Software Compliance Attestation
A Software Compliance Attestation is a machine readable json packet that can be sent by a software application to a Relying Party attesting to the application source and compliance status.
- This wiki may not be up-to-date with the emerging Kantara MAAS Recommendation on Recommendations.
- Software that is responsible for protecting access to important resources must be able to get an attestation as to its capability to perform the protection functions reliably.
- NIST 800-63-3B allows authenticators to exist on a user's mobile computing device. This attestation provides the evidence need for meeting the requirements of that specification at the highest levels of assurance.
As a non-normative example of Software Compliance Attestation its use in protecting patient health information (PHI) is described. In this case the user will be either the patient or their guardian and the Relying party will be a depository of PHI called an Electronic Health Record (EHR).
The final rule on the 21st Century Cures Act: Interoperability, Information Blocking, and the ONC Health IT Certification Program (issued 2020-05-01) has a fairly large chunk of guidance for software application compliance needed to access a patient's health information.
- First the FDA part is interesting because upload of data to the EHR would probably trigger section 618 of FDASIA. That would require all such software to be approved by the FDA, but would not necessarily apply to software that only downloaded data.
- Section III Application registration = We encourage health IT developers to coalesce around the development and implementation of a common standard for application registration with an API's authorization server. - - - However, implementers of § 170.315(g)(10)-certified Health IT Modules (e.g., health care providers) are not permitted to review or “vet” third-party applications intended for patient access and use (see section VII.C.6 of this preamble). We clarify that the third-party application registration process that a health IT developer must meet under this criterion is not a form of review or “vetting” for purposes of this criterion.
- The phrase "health IT developer" is not clear if it is each individual programmer, or the team or company that developed the program. since there could be many programs, and since there is no concept of "professional engineer" in the software industry to sign the certificate, we presume that the company will designate a "responsible party to assert the competence of the team.
- No matter how the responsible party is determined, there must be means for the software to provide some attestation to the EHR that it has been so approved.
- There must be criteria established to determine that the developer is qualified.
- There must be a machine readable json packet sent by the software to the RP attesting to its provenance.
- There must be a registrar to establish a chain of trust to each party.
- It would be best if the same attestation could provide "proof-of-presence" or other data needed by the EHR to determine the assurance that both the software and the user had achieved. This would satisfy the TEFCA IAL2, AAL2 requirements at that same time.
◇ ◇ ◇ ◇ ◇
TASK LIST —
[1] In the software compliance attestation text's health information example, what will the Relying Party be?
[2] Quote the software compliance attestation text between "- There must be a machine" and "to each party.", inclusive.
Answer using only the text above.
◇ ◇ ◇ ◇ ◇
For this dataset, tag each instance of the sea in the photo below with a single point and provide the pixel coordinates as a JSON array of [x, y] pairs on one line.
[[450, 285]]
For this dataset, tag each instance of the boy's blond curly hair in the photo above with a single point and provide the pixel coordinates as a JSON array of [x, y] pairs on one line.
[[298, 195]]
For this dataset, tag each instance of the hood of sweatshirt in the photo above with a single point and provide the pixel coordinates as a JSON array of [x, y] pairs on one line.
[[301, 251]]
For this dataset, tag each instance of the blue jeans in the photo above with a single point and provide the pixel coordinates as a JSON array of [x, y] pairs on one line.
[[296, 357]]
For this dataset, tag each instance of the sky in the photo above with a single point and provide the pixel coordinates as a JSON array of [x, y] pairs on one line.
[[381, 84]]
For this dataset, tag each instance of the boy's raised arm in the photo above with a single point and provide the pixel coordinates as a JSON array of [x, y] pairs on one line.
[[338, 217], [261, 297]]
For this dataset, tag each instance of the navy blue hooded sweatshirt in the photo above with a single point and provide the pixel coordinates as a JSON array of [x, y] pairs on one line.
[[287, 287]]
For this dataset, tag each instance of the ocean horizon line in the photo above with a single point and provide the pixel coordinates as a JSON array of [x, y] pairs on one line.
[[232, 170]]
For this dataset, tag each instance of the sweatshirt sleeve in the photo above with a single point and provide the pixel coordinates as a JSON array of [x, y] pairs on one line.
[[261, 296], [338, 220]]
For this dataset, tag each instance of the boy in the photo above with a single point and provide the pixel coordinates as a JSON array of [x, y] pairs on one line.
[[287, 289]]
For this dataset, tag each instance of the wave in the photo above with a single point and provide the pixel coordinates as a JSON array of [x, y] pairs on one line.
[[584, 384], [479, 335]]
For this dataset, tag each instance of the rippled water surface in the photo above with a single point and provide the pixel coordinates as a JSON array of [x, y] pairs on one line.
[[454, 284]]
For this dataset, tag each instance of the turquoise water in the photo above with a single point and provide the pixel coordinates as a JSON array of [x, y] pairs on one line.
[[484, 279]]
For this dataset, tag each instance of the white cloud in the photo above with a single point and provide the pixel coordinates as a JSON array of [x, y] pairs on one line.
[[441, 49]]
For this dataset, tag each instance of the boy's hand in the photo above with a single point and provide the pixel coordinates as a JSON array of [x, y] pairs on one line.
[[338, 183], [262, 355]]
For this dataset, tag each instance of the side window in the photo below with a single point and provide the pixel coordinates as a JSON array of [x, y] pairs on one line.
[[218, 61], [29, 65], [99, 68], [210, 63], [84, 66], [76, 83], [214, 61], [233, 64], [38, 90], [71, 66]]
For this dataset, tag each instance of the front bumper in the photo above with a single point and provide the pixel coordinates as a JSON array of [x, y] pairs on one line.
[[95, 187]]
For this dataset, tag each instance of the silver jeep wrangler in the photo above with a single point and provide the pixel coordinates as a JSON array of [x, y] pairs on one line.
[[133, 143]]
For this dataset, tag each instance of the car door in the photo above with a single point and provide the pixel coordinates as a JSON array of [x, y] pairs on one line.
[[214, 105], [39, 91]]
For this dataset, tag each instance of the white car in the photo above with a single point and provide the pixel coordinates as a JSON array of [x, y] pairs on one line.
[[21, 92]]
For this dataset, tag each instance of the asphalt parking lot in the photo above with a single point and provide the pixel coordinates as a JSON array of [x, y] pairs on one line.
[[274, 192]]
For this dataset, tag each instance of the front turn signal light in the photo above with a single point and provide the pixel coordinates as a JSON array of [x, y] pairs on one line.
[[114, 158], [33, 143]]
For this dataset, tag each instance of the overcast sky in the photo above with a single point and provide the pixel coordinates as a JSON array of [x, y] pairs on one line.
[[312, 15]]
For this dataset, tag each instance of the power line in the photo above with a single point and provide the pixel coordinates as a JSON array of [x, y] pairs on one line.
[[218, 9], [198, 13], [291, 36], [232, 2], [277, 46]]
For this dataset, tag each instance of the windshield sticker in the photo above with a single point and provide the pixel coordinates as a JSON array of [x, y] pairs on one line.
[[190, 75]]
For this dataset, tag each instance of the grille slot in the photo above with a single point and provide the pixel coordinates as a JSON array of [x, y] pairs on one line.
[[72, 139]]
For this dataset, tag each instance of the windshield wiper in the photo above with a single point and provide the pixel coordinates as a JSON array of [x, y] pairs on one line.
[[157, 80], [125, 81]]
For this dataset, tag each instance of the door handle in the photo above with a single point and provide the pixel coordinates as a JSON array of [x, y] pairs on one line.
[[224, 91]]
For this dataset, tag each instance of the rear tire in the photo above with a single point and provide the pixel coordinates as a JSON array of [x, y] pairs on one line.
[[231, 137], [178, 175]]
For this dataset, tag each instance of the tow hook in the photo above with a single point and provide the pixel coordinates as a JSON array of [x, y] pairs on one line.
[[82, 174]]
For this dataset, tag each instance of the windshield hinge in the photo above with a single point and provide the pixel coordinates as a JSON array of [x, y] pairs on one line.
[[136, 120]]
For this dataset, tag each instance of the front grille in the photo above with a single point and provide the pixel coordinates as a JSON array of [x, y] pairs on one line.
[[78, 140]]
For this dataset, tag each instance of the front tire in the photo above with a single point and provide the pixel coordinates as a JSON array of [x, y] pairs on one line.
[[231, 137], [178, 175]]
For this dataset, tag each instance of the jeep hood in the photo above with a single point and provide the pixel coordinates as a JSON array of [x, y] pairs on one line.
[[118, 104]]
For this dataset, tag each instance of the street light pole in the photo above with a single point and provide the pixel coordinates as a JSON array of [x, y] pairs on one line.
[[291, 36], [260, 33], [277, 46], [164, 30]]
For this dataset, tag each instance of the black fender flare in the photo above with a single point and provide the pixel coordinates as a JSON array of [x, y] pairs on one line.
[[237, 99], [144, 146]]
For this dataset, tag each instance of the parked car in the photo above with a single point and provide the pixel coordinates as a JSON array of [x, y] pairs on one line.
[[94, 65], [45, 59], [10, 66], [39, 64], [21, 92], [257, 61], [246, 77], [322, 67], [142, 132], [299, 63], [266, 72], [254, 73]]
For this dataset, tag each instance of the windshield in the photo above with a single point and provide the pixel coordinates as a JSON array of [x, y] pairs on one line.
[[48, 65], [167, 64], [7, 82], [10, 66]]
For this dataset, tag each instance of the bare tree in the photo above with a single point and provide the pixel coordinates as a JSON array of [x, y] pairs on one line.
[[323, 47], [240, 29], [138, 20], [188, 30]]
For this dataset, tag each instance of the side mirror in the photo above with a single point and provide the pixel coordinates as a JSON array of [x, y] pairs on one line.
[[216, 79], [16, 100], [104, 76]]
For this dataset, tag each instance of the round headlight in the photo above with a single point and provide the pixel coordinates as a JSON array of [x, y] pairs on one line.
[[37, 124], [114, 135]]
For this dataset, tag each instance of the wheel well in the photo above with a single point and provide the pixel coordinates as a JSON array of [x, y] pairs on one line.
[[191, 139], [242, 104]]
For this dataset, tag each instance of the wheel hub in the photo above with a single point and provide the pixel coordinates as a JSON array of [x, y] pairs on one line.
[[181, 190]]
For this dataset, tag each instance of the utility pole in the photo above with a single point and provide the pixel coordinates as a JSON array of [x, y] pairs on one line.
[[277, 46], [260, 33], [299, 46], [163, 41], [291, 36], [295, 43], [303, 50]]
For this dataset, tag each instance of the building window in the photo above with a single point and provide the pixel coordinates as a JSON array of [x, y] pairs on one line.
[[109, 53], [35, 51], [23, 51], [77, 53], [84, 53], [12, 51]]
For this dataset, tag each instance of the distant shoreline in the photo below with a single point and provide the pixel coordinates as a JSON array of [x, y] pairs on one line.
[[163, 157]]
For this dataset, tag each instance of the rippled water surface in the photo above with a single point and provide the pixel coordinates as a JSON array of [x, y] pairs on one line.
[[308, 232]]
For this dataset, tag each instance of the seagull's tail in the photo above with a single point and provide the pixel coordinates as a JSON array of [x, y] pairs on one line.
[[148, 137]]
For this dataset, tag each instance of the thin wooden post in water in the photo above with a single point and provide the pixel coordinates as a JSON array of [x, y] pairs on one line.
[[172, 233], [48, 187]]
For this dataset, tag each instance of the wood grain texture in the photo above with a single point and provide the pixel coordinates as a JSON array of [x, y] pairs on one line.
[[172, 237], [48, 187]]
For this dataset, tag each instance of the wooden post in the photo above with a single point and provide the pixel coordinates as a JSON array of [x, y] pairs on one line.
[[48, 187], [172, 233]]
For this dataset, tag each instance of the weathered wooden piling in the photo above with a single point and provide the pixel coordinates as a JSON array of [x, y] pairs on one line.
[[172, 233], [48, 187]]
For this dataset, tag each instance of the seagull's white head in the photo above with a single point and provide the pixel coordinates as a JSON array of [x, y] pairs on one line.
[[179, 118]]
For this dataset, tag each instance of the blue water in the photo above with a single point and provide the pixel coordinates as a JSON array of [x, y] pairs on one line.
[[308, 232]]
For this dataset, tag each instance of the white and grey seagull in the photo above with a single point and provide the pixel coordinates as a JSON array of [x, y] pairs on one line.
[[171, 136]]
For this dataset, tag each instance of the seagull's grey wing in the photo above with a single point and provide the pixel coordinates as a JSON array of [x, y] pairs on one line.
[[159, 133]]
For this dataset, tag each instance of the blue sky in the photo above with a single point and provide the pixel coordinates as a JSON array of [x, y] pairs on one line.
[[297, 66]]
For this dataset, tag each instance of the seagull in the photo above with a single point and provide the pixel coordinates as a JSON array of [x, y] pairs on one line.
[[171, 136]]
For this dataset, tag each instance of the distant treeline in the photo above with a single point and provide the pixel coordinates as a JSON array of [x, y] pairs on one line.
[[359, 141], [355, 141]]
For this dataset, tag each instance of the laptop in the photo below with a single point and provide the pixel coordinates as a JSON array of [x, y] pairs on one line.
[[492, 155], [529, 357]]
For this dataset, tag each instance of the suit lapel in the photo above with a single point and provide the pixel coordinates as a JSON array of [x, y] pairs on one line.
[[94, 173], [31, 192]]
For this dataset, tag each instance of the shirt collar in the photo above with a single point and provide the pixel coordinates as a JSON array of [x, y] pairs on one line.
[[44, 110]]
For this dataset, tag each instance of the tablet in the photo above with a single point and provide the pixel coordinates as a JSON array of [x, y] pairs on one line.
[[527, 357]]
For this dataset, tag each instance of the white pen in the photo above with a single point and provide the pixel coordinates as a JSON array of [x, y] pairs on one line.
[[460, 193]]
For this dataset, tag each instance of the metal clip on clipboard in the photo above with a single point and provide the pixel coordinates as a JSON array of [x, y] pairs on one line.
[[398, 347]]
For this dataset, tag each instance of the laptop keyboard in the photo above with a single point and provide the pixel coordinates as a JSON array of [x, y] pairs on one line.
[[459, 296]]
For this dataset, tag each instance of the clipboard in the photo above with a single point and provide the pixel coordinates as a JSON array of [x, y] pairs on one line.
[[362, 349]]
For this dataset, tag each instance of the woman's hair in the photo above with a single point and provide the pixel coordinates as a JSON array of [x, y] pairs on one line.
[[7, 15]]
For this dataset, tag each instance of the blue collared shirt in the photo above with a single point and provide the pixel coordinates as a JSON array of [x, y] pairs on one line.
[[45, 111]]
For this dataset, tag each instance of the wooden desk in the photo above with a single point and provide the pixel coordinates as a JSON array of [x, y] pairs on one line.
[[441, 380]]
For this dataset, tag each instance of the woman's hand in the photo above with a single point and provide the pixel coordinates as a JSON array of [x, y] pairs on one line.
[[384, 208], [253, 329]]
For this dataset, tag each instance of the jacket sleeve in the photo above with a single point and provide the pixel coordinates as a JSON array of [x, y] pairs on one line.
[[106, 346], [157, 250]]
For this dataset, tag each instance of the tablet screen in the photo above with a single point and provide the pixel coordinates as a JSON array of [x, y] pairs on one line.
◇ ◇ ◇ ◇ ◇
TASK-BY-TASK ANSWERS —
[1] A depository of PHI called an Electronic Health Record (EHR).

[2]
- There must be a machine readable json packet sent by the software to the RP attesting to its provenance.
- There must be a registrar to establish a chain of trust to each party.